Tasks.
(a) Rewrite the part of the monorepo discussion that opens with the words containing "About josh, I" and closes with "the way there.", swapping "proof-of-concept" for "prototype".
(b) Answer these questions using the monorepo discussion:
(i) Which two tools have people used to work directly in the monorepo?
(ii) What can be inserted between the upstream repo and the monorepo?
(iii) Which project uses josh "daemonless"?

Text to read.
When looking for information about monorepos online, there’s plenty of PRO vs CON discussion, but not a lot of details.
I’ve seen people work directly in the monorepo with both git submodules and
git-subtree(depending on the organizational approach). The tooling is painful to use, but it’s possible to push and pull changes entirely inside the monorepo.I didn’t understand what you meant by “automate”: in the same way that I don’t expect someone to automate their normal contributions to the monorepo, I wouldn’t expect them to automate contributions to the upstream repos either.
If possible, you can consider inserting an intermediate forked repo between the upstream repo and the monorepo, and consume the intermediate repo instead of the upstream repo directly. Then you can do your work in a normal repo with normal tooling and the monorepo can consume it as usual.
There are some projects like https://github.com/josh-project/josh which could compose a “monorepo” in a dynamic fashion, but I haven’t seen it used in production.
About josh, I did a proof-of-concept at work; wrote some notes here:
https://github.com/josh-project/josh/discussions/1386#discussion-7177501
I didn’t use it enough to endorse it, but I think it’s a very promising approach. Also note that while the documentation (at least when I last read it) focuses on using it as a daemon, the Miri project uses it “daemonless”.
The secret is that one says third party projects need to live in your monorepo. If you use a sane language with support for pinning, the only time you have third party source code you need to include in your repo is when you’ve forked it - i.e. when it’s no longer third party by definition.
Things like hosting your own module/package/nuget/cargo/whatever cache servers in-house (optionally restricted only to package/version combos you’ve vetted for license and security compliance) takes you the rest of the way there.

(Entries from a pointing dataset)
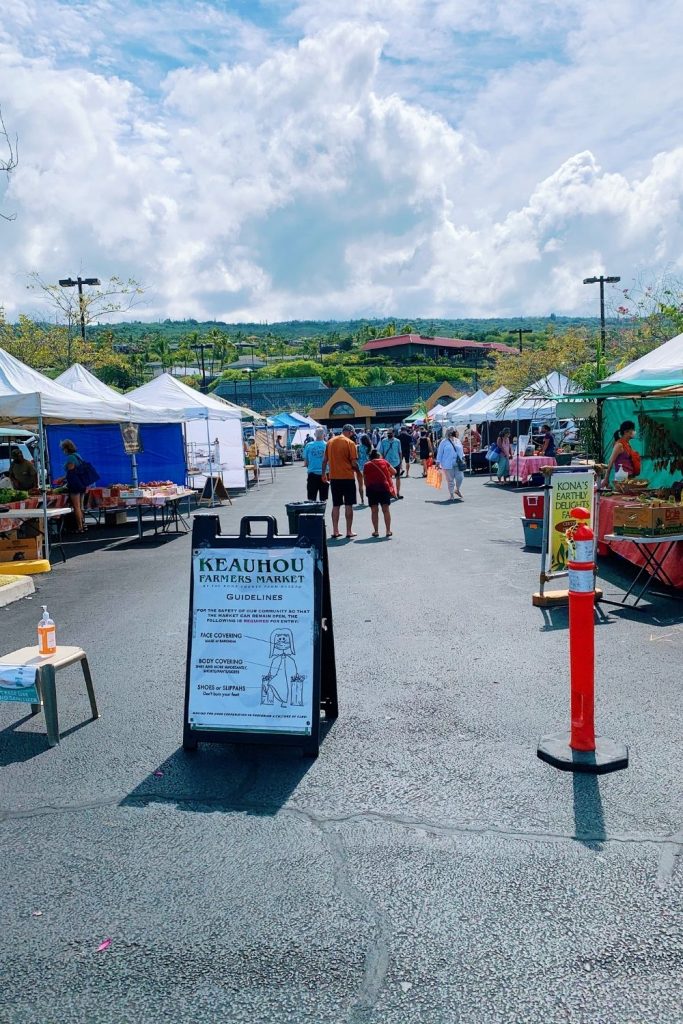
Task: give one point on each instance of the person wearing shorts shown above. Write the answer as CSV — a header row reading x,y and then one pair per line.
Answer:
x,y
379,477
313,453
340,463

---

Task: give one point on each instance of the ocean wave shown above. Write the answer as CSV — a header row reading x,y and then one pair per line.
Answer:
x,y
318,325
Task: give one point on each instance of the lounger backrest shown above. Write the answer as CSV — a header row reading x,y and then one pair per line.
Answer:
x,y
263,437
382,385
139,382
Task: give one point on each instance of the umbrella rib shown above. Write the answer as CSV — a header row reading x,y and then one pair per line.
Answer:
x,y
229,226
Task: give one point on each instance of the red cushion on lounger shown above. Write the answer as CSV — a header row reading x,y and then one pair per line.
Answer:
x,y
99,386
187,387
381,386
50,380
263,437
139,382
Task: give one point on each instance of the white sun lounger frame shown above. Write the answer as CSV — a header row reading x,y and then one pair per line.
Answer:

Answer set.
(a)
About josh, I did a prototype at work; wrote some notes here:
https://github.com/josh-project/josh/discussions/1386#discussion-7177501
I didn’t use it enough to endorse it, but I think it’s a very promising approach. Also note that while the documentation (at least when I last read it) focuses on using it as a daemon, the Miri project uses it “daemonless”.
The secret is that one says third party projects need to live in your monorepo. If you use a sane language with support for pinning, the only time you have third party source code you need to include in your repo is when you’ve forked it - i.e. when it’s no longer third party by definition.
Things like hosting your own module/package/nuget/cargo/whatever cache servers in-house (optionally restricted only to package/version combos you’ve vetted for license and security compliance) takes you the rest of the way there.

(b)
(i) Git submodules and git-subtree.
(ii) An intermediate forked repo.
(iii) The Miri project.